Today we’d like to introduce you to Olivia W-B.
Every artist has a unique story. Can you briefly walk us through yours?
I was a very sensitive kid and I’ve spent most of my life trying to figure out how to temper that without compromising the details of my interior reality. Like so many youth grappling with the dissonance of what-you-want-to-do versus what-you-are-being-told-to-do, I found both solace and vindication in music; it offered new perspectives and was a way of stretching the parameters of an otherwise narrow-seeming reality.
In my late teens I was super grateful to find DIY music scenes on Cape Cod and in Boston. Those scenes were practice spaces both for musical experimentation as well as for reimagining what social interaction and community building could be like outside of school, work and mainstream media.
After a while of living in Boston I found myself straddling both the noise scene and the more anarchist punk scene, which didn’t have much overlap. That lack initially kind of surprised me because I think they have something pretty big in common: both are groups of people trying to actively create the spaces that they wish were in existence, not waiting around for an institution or pop culture to legitimize their desires. They’re just like, “Ok – fine! If this doesn’t exist but we want it to, we’re going to make it happen and we’re going to start right now.”
The skills that people develop within music scenes from collaborating, networking, publicizing, imagining a project and then working at it until you see it through are all applicable and transferrable to other kinds of community organizing and resistance to whatever problems you have with how the world is operating. So, these interests of mine have always felt more than parallel; they are intertwined, they inform each other.
Alongside my music practice I’ve stepped in and out of a lot of different projects but what I’ve focused most of my energy towards is learning about the School-to-Prison-Pipeline. I’ve interned at the Albany Free School, facilitated an art program in a prison, and helped assemble and distribute a publication called Prison Action News written by-and-for incarcerated people to spread word of their resistance from behind bars. Currently I also coordinate the Worcester Artist-Activist Residency, which supports people whose work explores the political potential of culture by providing a free space for them to focus on their projects for one to three months.

━━━━━━

**PROBLEM DETAILS**
Write out the interview with Olivia W-B again, starting at "The skills that" and ending at "inform each other.", and switch "music scenes" to "art scenes".

━━━━━━

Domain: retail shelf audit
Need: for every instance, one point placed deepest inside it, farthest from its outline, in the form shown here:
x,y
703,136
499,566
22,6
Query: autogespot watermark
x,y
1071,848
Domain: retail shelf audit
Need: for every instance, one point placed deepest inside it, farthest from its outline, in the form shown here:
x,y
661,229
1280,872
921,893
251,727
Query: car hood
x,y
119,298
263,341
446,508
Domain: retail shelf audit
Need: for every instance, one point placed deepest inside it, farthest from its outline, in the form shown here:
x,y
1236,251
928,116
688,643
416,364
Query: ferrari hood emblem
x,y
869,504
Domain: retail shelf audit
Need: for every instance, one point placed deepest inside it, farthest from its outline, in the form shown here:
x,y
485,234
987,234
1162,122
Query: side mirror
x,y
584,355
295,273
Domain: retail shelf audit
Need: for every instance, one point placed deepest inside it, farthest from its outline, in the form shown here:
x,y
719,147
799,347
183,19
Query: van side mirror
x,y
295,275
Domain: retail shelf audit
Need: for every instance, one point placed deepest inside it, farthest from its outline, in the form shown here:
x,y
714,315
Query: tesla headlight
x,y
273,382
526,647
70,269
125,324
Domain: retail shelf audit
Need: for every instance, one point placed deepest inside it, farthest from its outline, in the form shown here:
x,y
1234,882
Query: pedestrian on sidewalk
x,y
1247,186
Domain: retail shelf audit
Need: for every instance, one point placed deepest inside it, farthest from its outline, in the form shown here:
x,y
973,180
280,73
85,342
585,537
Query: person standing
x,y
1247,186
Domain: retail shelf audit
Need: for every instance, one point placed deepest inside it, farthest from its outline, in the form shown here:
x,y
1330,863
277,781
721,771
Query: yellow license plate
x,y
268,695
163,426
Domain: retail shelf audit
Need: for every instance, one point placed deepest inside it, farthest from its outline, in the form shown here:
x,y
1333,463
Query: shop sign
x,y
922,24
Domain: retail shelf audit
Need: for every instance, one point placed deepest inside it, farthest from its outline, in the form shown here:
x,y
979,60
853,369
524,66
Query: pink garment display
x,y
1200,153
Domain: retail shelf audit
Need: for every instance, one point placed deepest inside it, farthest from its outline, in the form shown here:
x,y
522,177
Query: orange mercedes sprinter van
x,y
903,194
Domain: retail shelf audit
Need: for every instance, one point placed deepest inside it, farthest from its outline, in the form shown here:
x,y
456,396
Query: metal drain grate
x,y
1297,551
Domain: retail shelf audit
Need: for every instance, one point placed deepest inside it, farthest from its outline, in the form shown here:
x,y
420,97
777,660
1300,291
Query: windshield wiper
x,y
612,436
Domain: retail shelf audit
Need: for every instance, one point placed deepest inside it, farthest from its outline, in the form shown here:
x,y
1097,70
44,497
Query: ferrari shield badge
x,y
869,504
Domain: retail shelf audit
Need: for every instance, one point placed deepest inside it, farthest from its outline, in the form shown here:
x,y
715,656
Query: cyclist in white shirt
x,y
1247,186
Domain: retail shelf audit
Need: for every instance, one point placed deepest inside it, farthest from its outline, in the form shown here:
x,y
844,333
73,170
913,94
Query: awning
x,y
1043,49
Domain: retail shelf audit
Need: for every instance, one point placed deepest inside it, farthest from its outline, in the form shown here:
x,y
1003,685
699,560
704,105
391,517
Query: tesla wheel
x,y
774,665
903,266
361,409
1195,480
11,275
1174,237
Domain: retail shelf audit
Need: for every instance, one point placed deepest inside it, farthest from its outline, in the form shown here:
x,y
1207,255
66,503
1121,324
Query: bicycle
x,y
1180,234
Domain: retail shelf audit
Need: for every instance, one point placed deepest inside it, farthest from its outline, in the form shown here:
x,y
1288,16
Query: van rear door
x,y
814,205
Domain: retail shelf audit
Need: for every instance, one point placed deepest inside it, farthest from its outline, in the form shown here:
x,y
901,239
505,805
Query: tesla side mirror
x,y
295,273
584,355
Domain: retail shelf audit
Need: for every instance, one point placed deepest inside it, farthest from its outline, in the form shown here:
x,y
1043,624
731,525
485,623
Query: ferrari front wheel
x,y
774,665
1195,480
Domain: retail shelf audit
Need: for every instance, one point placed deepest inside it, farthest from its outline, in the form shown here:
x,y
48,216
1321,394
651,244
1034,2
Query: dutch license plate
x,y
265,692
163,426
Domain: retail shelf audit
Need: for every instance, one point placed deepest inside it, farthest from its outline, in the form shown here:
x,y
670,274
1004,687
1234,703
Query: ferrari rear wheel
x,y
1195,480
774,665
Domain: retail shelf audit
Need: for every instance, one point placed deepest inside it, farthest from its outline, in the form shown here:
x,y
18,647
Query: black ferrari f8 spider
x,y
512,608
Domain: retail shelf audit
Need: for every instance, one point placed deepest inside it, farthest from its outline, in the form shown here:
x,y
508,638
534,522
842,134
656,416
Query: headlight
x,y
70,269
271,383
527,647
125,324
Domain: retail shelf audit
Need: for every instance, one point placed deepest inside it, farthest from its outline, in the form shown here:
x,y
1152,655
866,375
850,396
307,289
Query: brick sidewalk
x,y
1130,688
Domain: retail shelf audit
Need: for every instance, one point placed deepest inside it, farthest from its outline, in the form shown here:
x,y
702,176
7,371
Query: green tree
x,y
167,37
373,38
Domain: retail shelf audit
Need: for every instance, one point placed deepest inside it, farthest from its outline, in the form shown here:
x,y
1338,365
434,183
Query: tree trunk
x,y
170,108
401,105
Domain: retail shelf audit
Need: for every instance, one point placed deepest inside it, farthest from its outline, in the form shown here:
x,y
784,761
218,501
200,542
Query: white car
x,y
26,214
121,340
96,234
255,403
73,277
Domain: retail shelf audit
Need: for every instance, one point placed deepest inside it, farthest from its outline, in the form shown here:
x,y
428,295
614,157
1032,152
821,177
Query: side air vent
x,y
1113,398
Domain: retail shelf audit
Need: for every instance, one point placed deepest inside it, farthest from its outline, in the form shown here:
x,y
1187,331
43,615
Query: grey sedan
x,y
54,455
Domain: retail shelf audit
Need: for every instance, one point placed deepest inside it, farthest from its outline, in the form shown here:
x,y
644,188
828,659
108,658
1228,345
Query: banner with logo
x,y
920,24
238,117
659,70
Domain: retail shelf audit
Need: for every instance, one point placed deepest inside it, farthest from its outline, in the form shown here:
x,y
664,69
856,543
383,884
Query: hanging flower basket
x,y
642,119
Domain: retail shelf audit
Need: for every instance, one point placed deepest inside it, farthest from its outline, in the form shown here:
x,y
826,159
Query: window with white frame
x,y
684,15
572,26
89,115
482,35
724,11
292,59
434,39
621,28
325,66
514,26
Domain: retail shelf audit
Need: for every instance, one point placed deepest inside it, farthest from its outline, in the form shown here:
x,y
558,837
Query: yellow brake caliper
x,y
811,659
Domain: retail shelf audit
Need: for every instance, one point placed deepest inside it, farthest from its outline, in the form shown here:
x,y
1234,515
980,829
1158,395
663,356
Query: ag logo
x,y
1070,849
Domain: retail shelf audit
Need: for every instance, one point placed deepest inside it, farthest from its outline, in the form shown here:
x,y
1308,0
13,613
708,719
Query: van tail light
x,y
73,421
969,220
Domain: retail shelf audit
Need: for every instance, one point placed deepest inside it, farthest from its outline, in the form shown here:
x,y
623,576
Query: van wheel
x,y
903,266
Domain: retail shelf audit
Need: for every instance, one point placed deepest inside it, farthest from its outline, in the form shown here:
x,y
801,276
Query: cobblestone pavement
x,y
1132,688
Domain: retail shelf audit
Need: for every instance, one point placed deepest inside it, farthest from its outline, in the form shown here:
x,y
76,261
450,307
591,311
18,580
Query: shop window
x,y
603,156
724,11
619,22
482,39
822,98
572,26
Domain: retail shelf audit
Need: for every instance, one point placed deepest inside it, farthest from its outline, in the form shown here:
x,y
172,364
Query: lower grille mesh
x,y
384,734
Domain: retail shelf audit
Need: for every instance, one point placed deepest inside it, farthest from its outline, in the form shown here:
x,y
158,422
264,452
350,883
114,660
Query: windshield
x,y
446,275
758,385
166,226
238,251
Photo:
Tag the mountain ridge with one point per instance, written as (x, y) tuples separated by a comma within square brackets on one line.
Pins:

━━━━━━

**COMPLETE ANSWER**
The skills that people develop within art scenes from collaborating, networking, publicizing, imagining a project and then working at it until you see it through are all applicable and transferrable to other kinds of community organizing and resistance to whatever problems you have with how the world is operating. So, these interests of mine have always felt more than parallel; they are intertwined, they inform each other.